▶ _EXTRACTO DEL DOCUMENTO_
* * * * * * *
# Conectar dos potencias de audiocar



## maxi_boca_1 (Feb 22, 2008)

Hola

Como se conectan dos potencias de audio en un mismo auto?
yo tengo una boss ch800 tengo los cuatro canales ocupados 
como tendria q hacer para agregar otra igual? porque las salidas RCA
del stereo estan ocupas, habria que puentearlas?
va a morir la bateria con las dos potencias no ? 

Gracias!


----------



## Dano (Feb 22, 2008)

1. No escribir todo en Mayúsculas. Las mayúsculas equivalen a elevar la voz.
2. Utiliza títulos descriptivos. Evita usar "Ayuda por favor", "Urgente", etc.
3. Cuando preguntes, danos la máxima información posible. ¡No somos adivinos!
4. No crees temas nuevos si ya hay alguno preguntando lo mismo. Utiliza el buscador.
5. No crees un tema nuevo para contestar uno ya abierto. Responde con la opción "Publicar respuesta".
6. Escribe de manera correcta y legible para todos. Estás en un Foro no en un Chat.
7. En nuestra comunidad NO se aplica la ley del mínimo esfuerzo: "no hacer nada y conseguirlo todo".


----------
* * * * * * *
▶ _CONJUNTO DE FILAS_
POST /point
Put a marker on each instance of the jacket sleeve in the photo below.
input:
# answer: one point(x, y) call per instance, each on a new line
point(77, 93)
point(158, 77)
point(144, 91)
* * * * * * *
▶ _TAREAS PROPUESTAS_
1. En el hilo sobre cómo conectar dos potencias de audio en un auto, ¿qué modelo de potencia dice tener quien abre la conversación?
2. Transcribe sin cambios el fragmento del hilo sobre las dos potencias de audio desde "# Conectar dos" hasta "habria que puentearlas?", ambos incluidos.

▶ _RESPUESTA POR TAREA_
1. Una Boss CH800.

2.
# Conectar dos potencias de audiocar



## maxi_boca_1 (Feb 22, 2008)

Hola

Como se conectan dos potencias de audio en un mismo auto?
yo tengo una boss ch800 tengo los cuatro canales ocupados 
como tendria q hacer para agregar otra igual? porque las salidas RCA
del stereo estan ocupas, habria que puentearlas?